Note that the required inductive bias (the understanding that fruit pictures are not only vertical) appeared in the model not only due to the presence of fruit pictures rotated by different degrees in the training dataset, but also due to the specific structure of the neural network training process. Gradient descent forces the neural network to learn to classify all pictures from the training dataset equally well, and therefore the neural network learns to classify rotated fruits as well.

This is an important point for understanding the essence of inductive bias because, most often, when talking about introducing inductive bias into neural networks, only manipulations with the neural network architecture and/or training data are mentioned. This happens because all neural networks are trained using gradient descent by default, and the role of this algorithm in introducing inductive bias into a neural network can be overlooked. However, without a specific structure of the training algorithm, manipulations with training data might not have the desired effect.

Let’s illustrate this with an example: imagine that we have changed the neural network training algorithm. Let’s say that instead of gradient descent, we use the following network training algorithm:

Select random values for the neural network parameters 100 times;
For each parameter set, calculate the value of the quality metric on the test dataset;
A “trained” neural network is one with parameters for which the best metric value was obtained on the test dataset.

Will this training method lead to good quality for the neural network in the classification task? And can we say that if we use this training method and add rotated fruit images to the training data, the network will certainly perform well on rotated fruit images? It seems that we can’t say “yes” for sure. Using such a training method, no amount of manipulation of the training data will particularly increase the probability of improving the algorithm’s performance.

Moreover, the neural network architecture itself plays a role in whether dataset manipulation will have the desired effect. For example, no matter how much inductive bias you introduce into the data and the training algorithm, you will never teach Linear Regression to be good at the face recognition task.

Thus, the introduction of any inductive bias into a machine learning model relies on certain characteristics of the model architecture, the training algorithm, and the training data. All of these factors influence how the model will generalize and what inductive bias it receives.

**Supplied data:**
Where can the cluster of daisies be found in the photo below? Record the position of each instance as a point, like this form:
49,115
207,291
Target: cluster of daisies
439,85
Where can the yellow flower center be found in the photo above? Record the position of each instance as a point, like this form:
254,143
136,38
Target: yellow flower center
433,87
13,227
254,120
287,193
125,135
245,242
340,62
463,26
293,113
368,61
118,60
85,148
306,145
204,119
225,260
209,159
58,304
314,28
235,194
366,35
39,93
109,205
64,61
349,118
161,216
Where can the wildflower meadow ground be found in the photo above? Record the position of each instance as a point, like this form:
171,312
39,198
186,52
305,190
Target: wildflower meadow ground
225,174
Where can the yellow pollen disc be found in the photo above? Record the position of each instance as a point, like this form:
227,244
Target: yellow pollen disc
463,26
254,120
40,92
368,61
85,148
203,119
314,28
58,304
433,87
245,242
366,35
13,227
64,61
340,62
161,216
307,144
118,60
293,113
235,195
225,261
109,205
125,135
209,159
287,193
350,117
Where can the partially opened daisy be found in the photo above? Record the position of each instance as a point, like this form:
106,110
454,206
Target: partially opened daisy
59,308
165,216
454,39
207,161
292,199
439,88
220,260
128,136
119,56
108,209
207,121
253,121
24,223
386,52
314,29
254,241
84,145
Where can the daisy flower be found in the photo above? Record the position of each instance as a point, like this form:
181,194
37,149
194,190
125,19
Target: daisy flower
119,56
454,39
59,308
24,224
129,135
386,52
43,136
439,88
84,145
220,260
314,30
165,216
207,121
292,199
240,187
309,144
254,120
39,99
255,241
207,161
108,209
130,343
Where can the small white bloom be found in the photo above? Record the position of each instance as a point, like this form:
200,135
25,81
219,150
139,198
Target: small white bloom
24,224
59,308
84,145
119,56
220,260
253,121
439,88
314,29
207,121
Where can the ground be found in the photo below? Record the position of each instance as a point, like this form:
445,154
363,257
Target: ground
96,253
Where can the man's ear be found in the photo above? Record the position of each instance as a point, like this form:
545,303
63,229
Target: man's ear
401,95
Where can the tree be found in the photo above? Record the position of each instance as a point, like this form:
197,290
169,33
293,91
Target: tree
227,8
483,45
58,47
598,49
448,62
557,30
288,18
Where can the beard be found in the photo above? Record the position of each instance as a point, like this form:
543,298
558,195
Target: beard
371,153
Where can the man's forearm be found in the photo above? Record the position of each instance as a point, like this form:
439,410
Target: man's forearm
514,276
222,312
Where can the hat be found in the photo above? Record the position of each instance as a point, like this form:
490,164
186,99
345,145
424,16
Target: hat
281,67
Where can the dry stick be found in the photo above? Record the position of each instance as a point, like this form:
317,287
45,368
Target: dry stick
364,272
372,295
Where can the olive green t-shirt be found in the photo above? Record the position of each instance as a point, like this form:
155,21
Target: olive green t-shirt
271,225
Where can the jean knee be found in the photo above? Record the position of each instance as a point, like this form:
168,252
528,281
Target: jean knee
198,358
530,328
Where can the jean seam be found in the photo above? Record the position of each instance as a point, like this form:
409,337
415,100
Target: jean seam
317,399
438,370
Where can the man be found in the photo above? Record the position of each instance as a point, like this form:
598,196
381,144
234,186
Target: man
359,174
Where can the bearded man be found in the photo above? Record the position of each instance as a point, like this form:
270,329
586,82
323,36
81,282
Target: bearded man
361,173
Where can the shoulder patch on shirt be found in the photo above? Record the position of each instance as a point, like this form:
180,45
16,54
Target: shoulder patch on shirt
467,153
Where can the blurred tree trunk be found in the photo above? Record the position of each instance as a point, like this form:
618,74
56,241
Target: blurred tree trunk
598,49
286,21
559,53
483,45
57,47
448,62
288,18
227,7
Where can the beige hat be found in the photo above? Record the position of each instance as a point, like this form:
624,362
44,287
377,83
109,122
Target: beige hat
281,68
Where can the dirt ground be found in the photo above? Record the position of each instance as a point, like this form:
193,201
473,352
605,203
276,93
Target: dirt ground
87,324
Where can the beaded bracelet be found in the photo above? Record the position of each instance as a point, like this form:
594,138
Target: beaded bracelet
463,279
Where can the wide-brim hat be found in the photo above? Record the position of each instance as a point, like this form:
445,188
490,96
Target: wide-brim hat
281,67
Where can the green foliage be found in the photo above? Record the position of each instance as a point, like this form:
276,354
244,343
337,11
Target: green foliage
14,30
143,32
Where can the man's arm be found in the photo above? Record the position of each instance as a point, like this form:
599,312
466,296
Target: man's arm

**Written task:**
Continue the passage on inductive bias in neural networks, starting after its last sentence.

**Result:**
Sometimes, the restrictions that are imposed on a model to obtain a certain inductive bias do not have the expected effect. This happens because not all the features of the model structure, data, and training procedure were taken into account. In fact, most often, this is simply impossible to do. We will discuss this in the section where we examine the inductive bias of a convolutional neural network.

From this point in the post, we will assume that the gradient descent algorithm is used for training neural networks, and we will remain silent about its role in the formation of inductive bias. We will focus on the inductive bias that the model receives from its specific architecture and training data.

So, we have realized that inductive bias can be introduced into a model in various ways — by manipulating the model architecture, data, and the way it is trained. The key when designing a machine learning model is to figure out how to convey the necessary prior information about the data to the model so that it receives the desired inductive bias.

Inductive bias and size of training data

Above, we discussed that it is also possible to introduce inductive bias into the model through training data. Now, note that the larger and more diverse the training data, the more knowledge about the nature of the data the model can gain during training. Consequently, the model is less likely to choose a “bad” generalization method that will perform poorly on samples outside the training data.

In short, the more data there is, the better the model can fit. Conversely, the less data there is, the more likely the model is to choose a poor generalization method.

You probably know that neural networks often overfit when the training set is small. For example, when solving the problem of classifying images of cats and dogs, neural networks sometimes tend to pay attention to the background rather than the animals themselves. Overfitting of a model is nothing more than choosing an unsuccessful way of generalization due to the lack of sufficient information in the training data. To help the model avoid overfitting, the “knowledge” about the nature of the data that is missing in the dataset should be transferred to it in another way — for example, by introducing a stronger inductive bias into the model architecture, creating greater restrictions on the model’s structure.

Hence the conclusion: the smaller the training sample and the more complex the task, the stronger the inductive bias needs to be embedded in the model’s structure. In other words, in the absence of data, we need to impose greater restrictions on the model so that it does not “go too far off course.”

By the way, why can people, unlike neural networks, quickly learn the task of classifying cats and dogs with only a dozen pictures in the training set? It is because people have an inductive bias. We know that there are such things as background and object in a picture. And we know that when we classify pictures, we need to pay attention only to the object itself. But a neural network does not know about the notions of “background” and “object” before training — it is simply given different pictures and asked to learn to distinguish them.

Let’s see the principle “the less data there is, the stronger the inductive bias needed in the neural network architecture” in action using an example. To do this, let’s consider two neural network architectures for working with images: Convolutional Neural Networks (CNNs) and Vision Transformers (ViTs). Let’s understand how their success is related to inductive biases and what the difference is in their image processing principles.

Inductive bias of convolution layer

Let’s consider a convolution layer:

The illustration of convolution operation (https://brandinho.github.io/mario-ppo/)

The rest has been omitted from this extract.